▸ **DATA**
---*---
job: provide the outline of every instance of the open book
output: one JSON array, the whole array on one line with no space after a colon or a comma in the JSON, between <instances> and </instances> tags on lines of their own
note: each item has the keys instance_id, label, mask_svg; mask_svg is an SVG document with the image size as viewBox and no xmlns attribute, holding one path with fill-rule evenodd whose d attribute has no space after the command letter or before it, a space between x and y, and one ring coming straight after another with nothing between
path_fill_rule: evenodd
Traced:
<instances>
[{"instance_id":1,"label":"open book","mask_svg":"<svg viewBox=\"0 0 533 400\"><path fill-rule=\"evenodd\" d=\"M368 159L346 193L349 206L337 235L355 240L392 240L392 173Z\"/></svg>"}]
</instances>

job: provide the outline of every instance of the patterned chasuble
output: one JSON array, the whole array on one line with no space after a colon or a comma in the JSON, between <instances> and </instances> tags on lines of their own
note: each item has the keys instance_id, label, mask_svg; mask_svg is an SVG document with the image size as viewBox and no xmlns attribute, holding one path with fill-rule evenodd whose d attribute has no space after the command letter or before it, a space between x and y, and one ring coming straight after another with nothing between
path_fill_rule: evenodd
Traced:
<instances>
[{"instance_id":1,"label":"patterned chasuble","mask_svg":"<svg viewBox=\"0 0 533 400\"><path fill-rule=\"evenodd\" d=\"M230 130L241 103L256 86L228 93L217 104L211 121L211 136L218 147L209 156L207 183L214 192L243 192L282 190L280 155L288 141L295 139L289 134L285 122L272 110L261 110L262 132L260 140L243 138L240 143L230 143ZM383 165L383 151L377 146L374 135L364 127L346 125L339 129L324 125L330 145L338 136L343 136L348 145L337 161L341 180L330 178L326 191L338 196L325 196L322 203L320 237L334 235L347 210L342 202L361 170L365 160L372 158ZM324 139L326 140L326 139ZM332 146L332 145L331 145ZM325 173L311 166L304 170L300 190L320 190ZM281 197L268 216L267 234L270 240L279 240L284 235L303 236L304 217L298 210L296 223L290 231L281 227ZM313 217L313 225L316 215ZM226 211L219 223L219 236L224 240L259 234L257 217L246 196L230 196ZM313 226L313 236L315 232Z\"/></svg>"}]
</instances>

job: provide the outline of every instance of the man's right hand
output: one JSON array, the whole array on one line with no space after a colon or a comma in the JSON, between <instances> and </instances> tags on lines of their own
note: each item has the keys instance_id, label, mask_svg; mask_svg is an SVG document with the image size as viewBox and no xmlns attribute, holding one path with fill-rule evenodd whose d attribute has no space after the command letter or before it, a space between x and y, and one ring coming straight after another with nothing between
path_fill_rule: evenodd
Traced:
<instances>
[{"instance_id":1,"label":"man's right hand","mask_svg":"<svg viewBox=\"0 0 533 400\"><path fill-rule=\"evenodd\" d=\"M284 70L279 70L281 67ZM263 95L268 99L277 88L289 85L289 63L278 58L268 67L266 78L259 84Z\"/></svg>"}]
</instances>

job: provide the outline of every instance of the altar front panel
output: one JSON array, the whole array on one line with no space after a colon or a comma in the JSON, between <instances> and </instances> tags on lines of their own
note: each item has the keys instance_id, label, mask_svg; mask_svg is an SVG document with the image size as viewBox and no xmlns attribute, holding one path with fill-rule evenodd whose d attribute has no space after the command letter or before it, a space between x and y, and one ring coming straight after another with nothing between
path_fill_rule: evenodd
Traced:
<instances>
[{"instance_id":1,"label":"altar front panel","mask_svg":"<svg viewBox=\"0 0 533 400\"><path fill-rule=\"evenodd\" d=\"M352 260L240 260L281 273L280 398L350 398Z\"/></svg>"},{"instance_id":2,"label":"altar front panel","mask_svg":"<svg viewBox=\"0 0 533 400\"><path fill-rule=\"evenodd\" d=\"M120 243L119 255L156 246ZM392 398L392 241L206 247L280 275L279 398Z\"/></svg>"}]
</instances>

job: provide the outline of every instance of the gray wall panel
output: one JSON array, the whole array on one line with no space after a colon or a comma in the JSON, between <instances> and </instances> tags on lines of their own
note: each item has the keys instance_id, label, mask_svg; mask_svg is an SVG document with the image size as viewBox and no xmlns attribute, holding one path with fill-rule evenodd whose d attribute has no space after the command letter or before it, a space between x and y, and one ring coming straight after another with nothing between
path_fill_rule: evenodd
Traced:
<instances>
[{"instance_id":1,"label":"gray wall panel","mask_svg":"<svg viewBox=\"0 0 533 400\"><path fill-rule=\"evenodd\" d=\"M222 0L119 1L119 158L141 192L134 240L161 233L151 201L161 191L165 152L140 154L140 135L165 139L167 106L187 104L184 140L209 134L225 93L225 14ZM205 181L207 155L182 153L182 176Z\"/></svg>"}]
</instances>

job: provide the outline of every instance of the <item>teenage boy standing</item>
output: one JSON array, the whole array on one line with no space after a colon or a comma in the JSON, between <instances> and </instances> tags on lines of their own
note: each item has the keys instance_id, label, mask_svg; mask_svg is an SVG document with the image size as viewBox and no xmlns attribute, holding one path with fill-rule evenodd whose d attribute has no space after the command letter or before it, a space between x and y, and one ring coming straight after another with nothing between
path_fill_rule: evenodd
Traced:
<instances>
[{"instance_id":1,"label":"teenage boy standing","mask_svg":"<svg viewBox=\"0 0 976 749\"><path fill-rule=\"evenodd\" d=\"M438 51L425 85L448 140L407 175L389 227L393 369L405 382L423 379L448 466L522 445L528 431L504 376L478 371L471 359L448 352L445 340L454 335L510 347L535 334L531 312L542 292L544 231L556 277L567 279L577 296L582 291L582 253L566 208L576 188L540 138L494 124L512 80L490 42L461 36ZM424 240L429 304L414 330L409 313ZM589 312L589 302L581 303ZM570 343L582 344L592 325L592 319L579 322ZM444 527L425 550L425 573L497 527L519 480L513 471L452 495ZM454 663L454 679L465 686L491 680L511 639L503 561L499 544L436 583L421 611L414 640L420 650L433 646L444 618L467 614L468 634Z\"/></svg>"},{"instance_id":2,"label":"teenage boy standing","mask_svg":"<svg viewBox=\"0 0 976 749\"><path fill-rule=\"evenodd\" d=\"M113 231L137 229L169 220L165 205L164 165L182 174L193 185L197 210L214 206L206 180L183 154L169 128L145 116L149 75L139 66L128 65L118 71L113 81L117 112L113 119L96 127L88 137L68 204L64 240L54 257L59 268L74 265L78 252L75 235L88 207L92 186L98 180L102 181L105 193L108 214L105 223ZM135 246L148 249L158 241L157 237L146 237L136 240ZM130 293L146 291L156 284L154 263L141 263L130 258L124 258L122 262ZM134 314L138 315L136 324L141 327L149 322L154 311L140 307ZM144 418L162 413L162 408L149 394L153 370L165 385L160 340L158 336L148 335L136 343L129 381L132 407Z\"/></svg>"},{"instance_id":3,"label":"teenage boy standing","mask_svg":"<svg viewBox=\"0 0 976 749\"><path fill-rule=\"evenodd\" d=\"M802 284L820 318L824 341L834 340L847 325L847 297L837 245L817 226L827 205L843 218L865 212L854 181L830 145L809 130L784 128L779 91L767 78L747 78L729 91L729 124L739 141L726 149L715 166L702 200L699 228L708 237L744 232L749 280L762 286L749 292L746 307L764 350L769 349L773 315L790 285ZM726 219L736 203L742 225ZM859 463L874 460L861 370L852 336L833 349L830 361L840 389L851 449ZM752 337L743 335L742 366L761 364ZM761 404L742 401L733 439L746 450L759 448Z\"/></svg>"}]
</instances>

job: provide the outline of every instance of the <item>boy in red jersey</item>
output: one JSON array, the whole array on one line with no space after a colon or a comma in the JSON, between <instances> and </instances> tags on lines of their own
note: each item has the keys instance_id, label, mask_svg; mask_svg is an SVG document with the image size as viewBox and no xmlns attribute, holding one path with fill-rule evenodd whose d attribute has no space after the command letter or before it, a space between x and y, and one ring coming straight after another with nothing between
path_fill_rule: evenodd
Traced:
---*---
▸ **WORK REQUIRED**
Among the records above, find each line holding "outline" and list it.

▸ **WRITTEN REPLY**
job: provide the outline of every instance of the open book
job: provide the outline of every instance of the patterned chasuble
job: provide the outline of every instance of the man's right hand
job: provide the outline of every instance of the altar front panel
job: provide the outline of every instance of the gray wall panel
job: provide the outline of every instance of the <item>teenage boy standing</item>
job: provide the outline of every instance of the <item>boy in red jersey</item>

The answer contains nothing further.